**Work required:**
Count the lines in the items below that contain the string "jacket". Reply with the number alone.

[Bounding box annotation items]
* START *

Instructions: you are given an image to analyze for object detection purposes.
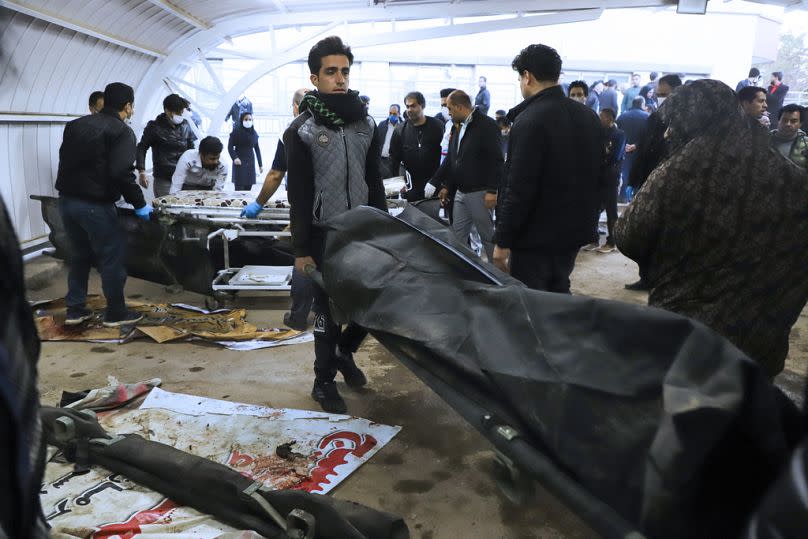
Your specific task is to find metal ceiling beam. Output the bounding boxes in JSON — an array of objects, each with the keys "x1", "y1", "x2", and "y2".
[
  {"x1": 211, "y1": 0, "x2": 673, "y2": 30},
  {"x1": 208, "y1": 8, "x2": 603, "y2": 137},
  {"x1": 149, "y1": 0, "x2": 212, "y2": 30},
  {"x1": 135, "y1": 0, "x2": 672, "y2": 122},
  {"x1": 0, "y1": 0, "x2": 167, "y2": 59},
  {"x1": 272, "y1": 0, "x2": 289, "y2": 13}
]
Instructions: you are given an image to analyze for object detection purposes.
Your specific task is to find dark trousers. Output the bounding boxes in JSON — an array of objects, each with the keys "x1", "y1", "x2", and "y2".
[
  {"x1": 312, "y1": 231, "x2": 367, "y2": 381},
  {"x1": 595, "y1": 163, "x2": 620, "y2": 245},
  {"x1": 59, "y1": 196, "x2": 126, "y2": 318},
  {"x1": 511, "y1": 247, "x2": 578, "y2": 294},
  {"x1": 289, "y1": 270, "x2": 315, "y2": 323},
  {"x1": 618, "y1": 152, "x2": 637, "y2": 202}
]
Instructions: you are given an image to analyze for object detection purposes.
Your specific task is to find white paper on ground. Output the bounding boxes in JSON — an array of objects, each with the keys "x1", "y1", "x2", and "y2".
[
  {"x1": 216, "y1": 331, "x2": 314, "y2": 352},
  {"x1": 41, "y1": 388, "x2": 400, "y2": 539}
]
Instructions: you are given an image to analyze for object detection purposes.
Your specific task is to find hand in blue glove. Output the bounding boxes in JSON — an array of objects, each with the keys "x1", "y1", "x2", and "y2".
[
  {"x1": 135, "y1": 204, "x2": 154, "y2": 221},
  {"x1": 241, "y1": 201, "x2": 264, "y2": 219}
]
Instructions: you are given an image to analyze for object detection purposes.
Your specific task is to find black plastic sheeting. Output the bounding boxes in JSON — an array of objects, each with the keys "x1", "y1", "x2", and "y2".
[
  {"x1": 40, "y1": 406, "x2": 409, "y2": 539},
  {"x1": 322, "y1": 207, "x2": 808, "y2": 538},
  {"x1": 31, "y1": 196, "x2": 294, "y2": 294}
]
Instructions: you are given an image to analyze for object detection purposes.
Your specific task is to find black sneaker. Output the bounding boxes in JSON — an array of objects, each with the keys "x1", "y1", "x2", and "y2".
[
  {"x1": 336, "y1": 348, "x2": 368, "y2": 389},
  {"x1": 104, "y1": 311, "x2": 143, "y2": 328},
  {"x1": 283, "y1": 313, "x2": 309, "y2": 331},
  {"x1": 311, "y1": 379, "x2": 348, "y2": 414},
  {"x1": 65, "y1": 307, "x2": 93, "y2": 326},
  {"x1": 623, "y1": 279, "x2": 651, "y2": 290}
]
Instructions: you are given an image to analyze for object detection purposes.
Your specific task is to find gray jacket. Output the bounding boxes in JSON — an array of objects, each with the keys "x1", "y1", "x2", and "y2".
[{"x1": 283, "y1": 112, "x2": 386, "y2": 256}]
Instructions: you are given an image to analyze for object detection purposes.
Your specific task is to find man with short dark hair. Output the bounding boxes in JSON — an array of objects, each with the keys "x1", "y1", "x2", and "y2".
[
  {"x1": 435, "y1": 88, "x2": 455, "y2": 125},
  {"x1": 283, "y1": 36, "x2": 387, "y2": 414},
  {"x1": 766, "y1": 71, "x2": 788, "y2": 126},
  {"x1": 586, "y1": 80, "x2": 603, "y2": 113},
  {"x1": 738, "y1": 86, "x2": 770, "y2": 129},
  {"x1": 735, "y1": 67, "x2": 766, "y2": 93},
  {"x1": 137, "y1": 94, "x2": 196, "y2": 197},
  {"x1": 567, "y1": 80, "x2": 597, "y2": 108},
  {"x1": 87, "y1": 91, "x2": 104, "y2": 114},
  {"x1": 620, "y1": 73, "x2": 640, "y2": 112},
  {"x1": 241, "y1": 88, "x2": 314, "y2": 331},
  {"x1": 433, "y1": 90, "x2": 504, "y2": 261},
  {"x1": 56, "y1": 82, "x2": 153, "y2": 327},
  {"x1": 376, "y1": 103, "x2": 401, "y2": 178},
  {"x1": 616, "y1": 96, "x2": 649, "y2": 202},
  {"x1": 772, "y1": 103, "x2": 808, "y2": 170},
  {"x1": 169, "y1": 137, "x2": 227, "y2": 195},
  {"x1": 598, "y1": 79, "x2": 617, "y2": 115},
  {"x1": 625, "y1": 73, "x2": 682, "y2": 290},
  {"x1": 594, "y1": 109, "x2": 628, "y2": 253},
  {"x1": 474, "y1": 77, "x2": 491, "y2": 116},
  {"x1": 390, "y1": 92, "x2": 443, "y2": 202},
  {"x1": 494, "y1": 44, "x2": 603, "y2": 294}
]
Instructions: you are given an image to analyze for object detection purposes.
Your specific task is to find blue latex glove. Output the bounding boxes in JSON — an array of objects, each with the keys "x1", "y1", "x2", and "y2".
[
  {"x1": 241, "y1": 200, "x2": 264, "y2": 219},
  {"x1": 135, "y1": 204, "x2": 154, "y2": 221}
]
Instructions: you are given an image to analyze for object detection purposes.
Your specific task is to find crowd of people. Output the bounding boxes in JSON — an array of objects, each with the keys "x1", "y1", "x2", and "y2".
[{"x1": 57, "y1": 36, "x2": 808, "y2": 413}]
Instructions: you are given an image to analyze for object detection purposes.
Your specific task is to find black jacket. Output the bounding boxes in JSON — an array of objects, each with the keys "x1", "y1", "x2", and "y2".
[
  {"x1": 431, "y1": 109, "x2": 504, "y2": 193},
  {"x1": 56, "y1": 109, "x2": 146, "y2": 208},
  {"x1": 494, "y1": 86, "x2": 604, "y2": 252},
  {"x1": 137, "y1": 113, "x2": 196, "y2": 180}
]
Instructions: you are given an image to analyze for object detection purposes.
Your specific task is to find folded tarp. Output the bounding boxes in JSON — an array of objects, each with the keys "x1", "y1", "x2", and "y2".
[{"x1": 322, "y1": 207, "x2": 806, "y2": 538}]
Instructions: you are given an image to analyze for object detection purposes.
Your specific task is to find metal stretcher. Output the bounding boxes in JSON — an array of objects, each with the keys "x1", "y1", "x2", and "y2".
[
  {"x1": 155, "y1": 204, "x2": 293, "y2": 306},
  {"x1": 31, "y1": 196, "x2": 294, "y2": 307}
]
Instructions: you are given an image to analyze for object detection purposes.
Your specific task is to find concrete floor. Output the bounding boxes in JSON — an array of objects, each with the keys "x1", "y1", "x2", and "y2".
[{"x1": 28, "y1": 253, "x2": 808, "y2": 539}]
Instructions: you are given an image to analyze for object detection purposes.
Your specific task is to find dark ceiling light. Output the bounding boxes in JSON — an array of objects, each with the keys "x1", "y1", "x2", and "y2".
[{"x1": 676, "y1": 0, "x2": 709, "y2": 15}]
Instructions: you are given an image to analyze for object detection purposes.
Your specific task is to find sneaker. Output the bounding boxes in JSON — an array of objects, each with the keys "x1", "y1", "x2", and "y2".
[
  {"x1": 623, "y1": 279, "x2": 651, "y2": 290},
  {"x1": 336, "y1": 348, "x2": 368, "y2": 389},
  {"x1": 311, "y1": 379, "x2": 348, "y2": 414},
  {"x1": 65, "y1": 307, "x2": 93, "y2": 326},
  {"x1": 283, "y1": 313, "x2": 309, "y2": 331},
  {"x1": 104, "y1": 311, "x2": 143, "y2": 328}
]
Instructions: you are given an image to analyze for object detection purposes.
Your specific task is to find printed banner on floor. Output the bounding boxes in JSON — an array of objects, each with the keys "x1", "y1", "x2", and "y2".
[{"x1": 41, "y1": 389, "x2": 400, "y2": 539}]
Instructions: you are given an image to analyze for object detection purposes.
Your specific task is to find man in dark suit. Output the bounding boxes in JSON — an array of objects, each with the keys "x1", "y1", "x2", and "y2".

* END *

**Written solution:**
2